▶ [Exercise objective]
Set down each entry as it stands. Skip the pictures.

▶ [Records to use]
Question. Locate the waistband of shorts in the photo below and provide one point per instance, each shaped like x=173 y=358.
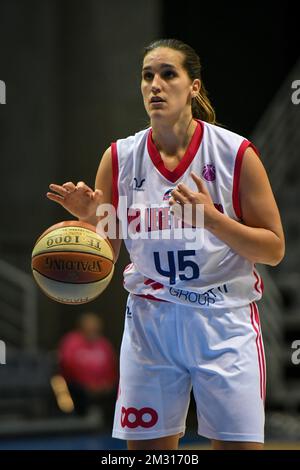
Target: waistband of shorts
x=151 y=297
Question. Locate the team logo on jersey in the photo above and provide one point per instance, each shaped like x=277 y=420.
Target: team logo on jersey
x=137 y=184
x=167 y=194
x=128 y=312
x=209 y=172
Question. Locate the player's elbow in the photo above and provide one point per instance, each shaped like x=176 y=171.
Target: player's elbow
x=277 y=253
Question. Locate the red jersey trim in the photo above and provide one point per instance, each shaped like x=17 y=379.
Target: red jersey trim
x=237 y=174
x=186 y=160
x=115 y=175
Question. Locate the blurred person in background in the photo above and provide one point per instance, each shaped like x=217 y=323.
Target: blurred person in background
x=89 y=365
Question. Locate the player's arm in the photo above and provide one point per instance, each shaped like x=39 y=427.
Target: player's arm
x=103 y=183
x=260 y=237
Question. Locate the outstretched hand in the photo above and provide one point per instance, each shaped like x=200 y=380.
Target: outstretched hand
x=80 y=200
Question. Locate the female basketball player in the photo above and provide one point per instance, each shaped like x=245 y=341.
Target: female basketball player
x=191 y=317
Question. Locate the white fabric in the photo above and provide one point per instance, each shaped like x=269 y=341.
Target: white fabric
x=169 y=348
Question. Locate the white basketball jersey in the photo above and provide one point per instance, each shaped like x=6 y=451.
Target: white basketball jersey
x=164 y=265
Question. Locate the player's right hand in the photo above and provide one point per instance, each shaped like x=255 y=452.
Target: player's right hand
x=80 y=200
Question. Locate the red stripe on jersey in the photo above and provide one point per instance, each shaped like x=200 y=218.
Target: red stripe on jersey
x=186 y=160
x=237 y=174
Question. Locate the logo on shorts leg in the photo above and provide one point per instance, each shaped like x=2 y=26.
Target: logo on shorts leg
x=133 y=418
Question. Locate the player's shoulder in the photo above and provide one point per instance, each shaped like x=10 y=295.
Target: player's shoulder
x=132 y=141
x=221 y=132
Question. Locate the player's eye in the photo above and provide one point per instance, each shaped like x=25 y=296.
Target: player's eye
x=169 y=74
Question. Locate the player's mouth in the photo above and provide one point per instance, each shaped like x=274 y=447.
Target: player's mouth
x=155 y=100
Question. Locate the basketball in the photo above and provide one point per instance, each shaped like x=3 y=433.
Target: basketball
x=71 y=263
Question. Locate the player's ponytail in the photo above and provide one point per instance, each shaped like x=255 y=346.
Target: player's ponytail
x=201 y=105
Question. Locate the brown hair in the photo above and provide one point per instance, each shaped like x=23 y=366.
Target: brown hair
x=201 y=105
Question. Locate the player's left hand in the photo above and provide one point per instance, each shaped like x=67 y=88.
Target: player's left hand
x=183 y=195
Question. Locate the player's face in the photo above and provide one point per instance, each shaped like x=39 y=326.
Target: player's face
x=164 y=77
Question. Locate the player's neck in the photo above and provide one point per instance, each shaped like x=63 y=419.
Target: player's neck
x=172 y=138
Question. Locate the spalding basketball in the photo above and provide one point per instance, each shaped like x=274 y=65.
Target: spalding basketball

▶ [Written reply]
Question. Locate the waistband of shorts in the photo below and provide one point per instance, each shaped like x=173 y=358.
Target: waistband of shorts
x=151 y=297
Question. Locate the team logo on jersey in the photo above and provide one point per instance, each shaped like x=277 y=420.
Target: team logo on jersey
x=137 y=184
x=167 y=194
x=128 y=312
x=209 y=172
Question. Locate the player's elbow in the photo above and provide one point per instance, each shaped like x=176 y=171.
Target: player's elbow
x=277 y=253
Question. Locate the red jersey trim in the photo above and provide one point per instance, each shaped like x=17 y=379.
Target: red jersey trim
x=237 y=174
x=186 y=160
x=115 y=175
Question. Locate the blurred person in background in the photo above and provide one point per instance, each shaped like x=217 y=323.
Target: blurred person in background
x=89 y=365
Question. Locate the player's arm in the photo above and provide one point per instance, each shaped like x=39 y=427.
Target: player's arm
x=103 y=183
x=260 y=237
Question. Locate the outstretched hand in the photo above and provide one point per instance, each shaped like x=200 y=380.
Target: outstretched hand
x=80 y=200
Question. Locate the female basketball player in the photo above and provide one point per instance, each shaped like x=245 y=341.
Target: female basketball player
x=191 y=317
Question. Locate the white fabric in the photo above and provide one point per instance, each shaped like x=269 y=341.
Target: white fabric
x=169 y=348
Question. Locate the white basketball jersey in the photo above and provide one point per instance, each shaped like x=6 y=451.
Target: white basketball jersey
x=164 y=265
Question. Locate the player's right hand in the photo above and provide one point per instance, each shaped like x=255 y=452.
Target: player's right hand
x=80 y=200
Question. Locate the red stripe on jersey in the photo above and provide one point per instance, each shaped like x=200 y=218.
Target: red stripe on jersey
x=186 y=160
x=237 y=174
Question. Locate the logo on shorts leg in the photo above and provide one point per instance, each shaped like x=2 y=26.
Target: logo on shorts leg
x=133 y=418
Question. Locate the player's shoulder in the photo above and provide one point per instance, each shaped like x=10 y=295.
Target: player's shoulder
x=132 y=141
x=221 y=132
Question. Locate the player's eye in the photo above and provide one point per instance, each shaped like x=25 y=296.
Target: player's eye
x=169 y=74
Question. Locate the player's mouth in the photo above and provide one point per instance, each shaped like x=274 y=447.
Target: player's mouth
x=155 y=100
Question. Locate the basketball in the photo above and provide one point per instance, each shaped like x=3 y=433.
Target: basketball
x=71 y=263
Question. Locate the player's ponytail in the photo above and provide one point per instance, each shaped like x=255 y=346.
Target: player's ponytail
x=201 y=105
Question. Locate the brown hair in the photo above and provide one point per instance, each shaped like x=23 y=366.
Target: brown hair
x=201 y=105
Question. Locate the player's left hand in the photo above and provide one point per instance, each shaped like x=67 y=88.
Target: player's left hand
x=183 y=195
Question. Locate the player's face in the photo above and provide one point per instance, each shaped like x=39 y=326.
Target: player's face
x=164 y=77
Question. Locate the player's neck in the photo above and provide one point per instance, each shaped like x=63 y=419.
Target: player's neck
x=172 y=138
Question. Locate the spalding basketball in the photo above and provide one point per instance, each shaped like x=274 y=65.
Target: spalding basketball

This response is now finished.